(What is expected) An exact, complete copy of the data that follows is needed.

START Material for this exercise

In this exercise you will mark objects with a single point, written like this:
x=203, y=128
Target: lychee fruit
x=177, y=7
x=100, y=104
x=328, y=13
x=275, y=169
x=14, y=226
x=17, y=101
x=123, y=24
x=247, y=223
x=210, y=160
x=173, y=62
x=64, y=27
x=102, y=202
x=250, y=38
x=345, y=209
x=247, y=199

END Material for this exercise

(Reply)
In this exercise you will mark objects with a single point, written like this:
x=203, y=128
Target: lychee fruit
x=177, y=7
x=100, y=104
x=328, y=13
x=275, y=169
x=14, y=226
x=17, y=101
x=123, y=24
x=247, y=223
x=210, y=160
x=173, y=62
x=64, y=27
x=102, y=202
x=250, y=38
x=345, y=209
x=247, y=199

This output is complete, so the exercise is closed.